- Problem to work on -
Reproduce the data below without changing a single character.

:: Data

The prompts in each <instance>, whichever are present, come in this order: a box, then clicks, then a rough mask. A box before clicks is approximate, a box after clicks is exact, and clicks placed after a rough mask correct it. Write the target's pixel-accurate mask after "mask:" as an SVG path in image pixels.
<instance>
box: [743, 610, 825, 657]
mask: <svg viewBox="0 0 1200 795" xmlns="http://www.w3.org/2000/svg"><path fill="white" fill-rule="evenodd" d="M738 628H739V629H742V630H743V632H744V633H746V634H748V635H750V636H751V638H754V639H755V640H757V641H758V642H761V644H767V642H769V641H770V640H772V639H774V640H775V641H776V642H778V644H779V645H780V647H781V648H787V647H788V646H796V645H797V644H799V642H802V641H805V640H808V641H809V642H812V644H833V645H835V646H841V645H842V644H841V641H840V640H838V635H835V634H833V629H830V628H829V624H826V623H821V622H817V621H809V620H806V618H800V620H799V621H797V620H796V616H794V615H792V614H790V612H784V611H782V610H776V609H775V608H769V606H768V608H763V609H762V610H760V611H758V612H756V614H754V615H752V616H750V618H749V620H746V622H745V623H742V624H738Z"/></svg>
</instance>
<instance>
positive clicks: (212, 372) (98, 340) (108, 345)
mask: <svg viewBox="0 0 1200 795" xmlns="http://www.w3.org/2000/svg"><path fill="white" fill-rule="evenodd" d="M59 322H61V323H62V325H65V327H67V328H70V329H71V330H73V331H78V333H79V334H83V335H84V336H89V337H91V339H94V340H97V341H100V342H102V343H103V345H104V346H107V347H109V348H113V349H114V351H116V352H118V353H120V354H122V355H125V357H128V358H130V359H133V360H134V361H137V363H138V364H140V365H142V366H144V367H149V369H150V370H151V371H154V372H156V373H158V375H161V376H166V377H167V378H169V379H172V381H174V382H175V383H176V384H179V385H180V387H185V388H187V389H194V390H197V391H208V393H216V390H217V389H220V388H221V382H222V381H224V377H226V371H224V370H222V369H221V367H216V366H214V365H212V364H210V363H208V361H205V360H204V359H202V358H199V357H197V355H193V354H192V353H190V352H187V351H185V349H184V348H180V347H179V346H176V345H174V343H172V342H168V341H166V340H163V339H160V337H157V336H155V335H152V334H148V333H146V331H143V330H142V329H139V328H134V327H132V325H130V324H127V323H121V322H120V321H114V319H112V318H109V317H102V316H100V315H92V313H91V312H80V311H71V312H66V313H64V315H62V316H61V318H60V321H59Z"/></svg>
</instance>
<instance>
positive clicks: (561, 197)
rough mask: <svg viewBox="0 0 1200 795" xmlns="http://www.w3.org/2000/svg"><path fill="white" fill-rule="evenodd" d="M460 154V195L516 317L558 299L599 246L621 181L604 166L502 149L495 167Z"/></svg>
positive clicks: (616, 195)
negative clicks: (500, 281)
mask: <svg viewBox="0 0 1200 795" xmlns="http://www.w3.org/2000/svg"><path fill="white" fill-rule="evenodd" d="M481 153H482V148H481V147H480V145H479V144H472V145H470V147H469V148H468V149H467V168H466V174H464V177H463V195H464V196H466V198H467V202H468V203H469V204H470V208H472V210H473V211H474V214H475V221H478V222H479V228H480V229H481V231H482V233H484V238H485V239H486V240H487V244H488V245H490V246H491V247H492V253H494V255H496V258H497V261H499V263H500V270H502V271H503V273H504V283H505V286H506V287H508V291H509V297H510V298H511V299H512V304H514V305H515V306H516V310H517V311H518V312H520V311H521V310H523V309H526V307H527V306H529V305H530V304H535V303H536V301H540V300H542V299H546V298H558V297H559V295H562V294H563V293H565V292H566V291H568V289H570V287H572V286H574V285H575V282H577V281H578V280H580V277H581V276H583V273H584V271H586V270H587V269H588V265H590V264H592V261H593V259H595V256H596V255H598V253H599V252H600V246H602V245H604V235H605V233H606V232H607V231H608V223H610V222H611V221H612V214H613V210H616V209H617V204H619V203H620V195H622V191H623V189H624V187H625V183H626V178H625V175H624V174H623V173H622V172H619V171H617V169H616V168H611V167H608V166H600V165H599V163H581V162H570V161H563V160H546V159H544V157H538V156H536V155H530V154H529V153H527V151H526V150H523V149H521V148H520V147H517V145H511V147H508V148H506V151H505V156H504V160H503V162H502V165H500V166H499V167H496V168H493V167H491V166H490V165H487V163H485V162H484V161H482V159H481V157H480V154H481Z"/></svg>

::::

- Answer space -
The prompts in each <instance>, whichever are present, come in this order: a box, then clicks, then a rough mask. A box before clicks is approximate, a box after clicks is exact, and clicks placed after a rough mask correct it. Write the target's pixel-accurate mask after "mask:" as an SVG path in image pixels.
<instance>
box: [743, 610, 825, 657]
mask: <svg viewBox="0 0 1200 795" xmlns="http://www.w3.org/2000/svg"><path fill="white" fill-rule="evenodd" d="M738 628H739V629H742V630H743V632H744V633H746V634H748V635H750V636H751V638H754V639H755V640H757V641H758V642H761V644H767V642H769V641H770V640H772V639H774V640H775V641H776V642H778V644H779V645H780V647H781V648H787V647H788V646H796V645H797V644H799V642H802V641H805V640H808V641H809V642H812V644H833V645H835V646H841V645H842V644H841V641H840V640H838V635H835V634H833V629H830V628H829V624H826V623H821V622H817V621H809V620H806V618H800V620H799V621H797V620H796V616H794V615H792V614H790V612H784V611H782V610H776V609H775V608H769V606H768V608H763V609H762V610H760V611H758V612H756V614H754V615H752V616H750V618H749V620H746V622H745V623H742V624H738Z"/></svg>
</instance>
<instance>
positive clicks: (212, 372) (98, 340) (108, 345)
mask: <svg viewBox="0 0 1200 795" xmlns="http://www.w3.org/2000/svg"><path fill="white" fill-rule="evenodd" d="M59 322H61V323H62V325H65V327H67V328H70V329H71V330H73V331H78V333H79V334H83V335H84V336H89V337H91V339H94V340H97V341H100V342H102V343H103V345H104V346H107V347H109V348H113V349H114V351H116V352H118V353H120V354H122V355H125V357H128V358H130V359H133V360H134V361H137V363H138V364H140V365H142V366H144V367H149V369H150V370H151V371H154V372H156V373H158V375H161V376H166V377H167V378H169V379H172V381H174V382H175V383H176V384H179V385H180V387H185V388H187V389H194V390H197V391H208V393H216V390H217V389H220V388H221V382H222V381H224V377H226V371H224V370H222V369H221V367H216V366H214V365H212V364H210V363H208V361H205V360H204V359H202V358H199V357H197V355H193V354H192V353H190V352H187V351H185V349H184V348H180V347H179V346H176V345H174V343H172V342H168V341H166V340H163V339H160V337H157V336H155V335H152V334H148V333H146V331H143V330H142V329H139V328H134V327H132V325H130V324H127V323H121V322H120V321H114V319H112V318H109V317H102V316H100V315H92V313H91V312H80V311H71V312H66V313H64V315H62V316H61V318H60V321H59Z"/></svg>
</instance>
<instance>
positive clicks: (561, 197)
rough mask: <svg viewBox="0 0 1200 795" xmlns="http://www.w3.org/2000/svg"><path fill="white" fill-rule="evenodd" d="M460 154V195L516 317L558 299L599 246L621 181L604 166L502 149L495 167Z"/></svg>
positive clicks: (616, 195)
negative clicks: (500, 281)
mask: <svg viewBox="0 0 1200 795" xmlns="http://www.w3.org/2000/svg"><path fill="white" fill-rule="evenodd" d="M481 153H482V148H481V147H480V145H479V144H472V145H470V147H469V148H468V149H467V168H466V174H464V177H463V195H464V196H466V198H467V202H468V203H469V204H470V208H472V210H473V211H474V214H475V221H478V222H479V228H480V229H481V231H482V233H484V238H485V239H486V240H487V244H488V245H490V246H491V247H492V253H494V255H496V258H497V261H499V263H500V270H502V271H503V273H504V283H505V286H506V287H508V291H509V297H510V298H511V299H512V304H514V305H515V306H516V310H517V311H518V312H520V311H521V310H523V309H526V307H527V306H529V305H530V304H535V303H536V301H540V300H542V299H546V298H558V297H559V295H562V294H563V293H565V292H566V291H568V289H570V287H572V286H574V285H575V282H577V281H578V280H580V277H581V276H583V273H584V271H586V270H587V269H588V265H590V264H592V261H593V259H595V256H596V255H598V253H599V252H600V246H602V245H604V235H605V233H606V232H607V231H608V223H610V222H611V221H612V214H613V210H616V209H617V204H619V203H620V195H622V191H623V189H624V187H625V183H626V178H625V175H624V174H623V173H622V172H619V171H617V169H616V168H611V167H608V166H600V165H599V163H581V162H570V161H563V160H546V159H544V157H538V156H536V155H530V154H529V153H527V151H526V150H523V149H521V148H520V147H517V145H511V147H508V148H506V151H505V156H504V160H503V162H502V165H500V166H499V167H496V168H493V167H491V166H490V165H487V163H485V162H484V161H482V159H481V157H480V154H481Z"/></svg>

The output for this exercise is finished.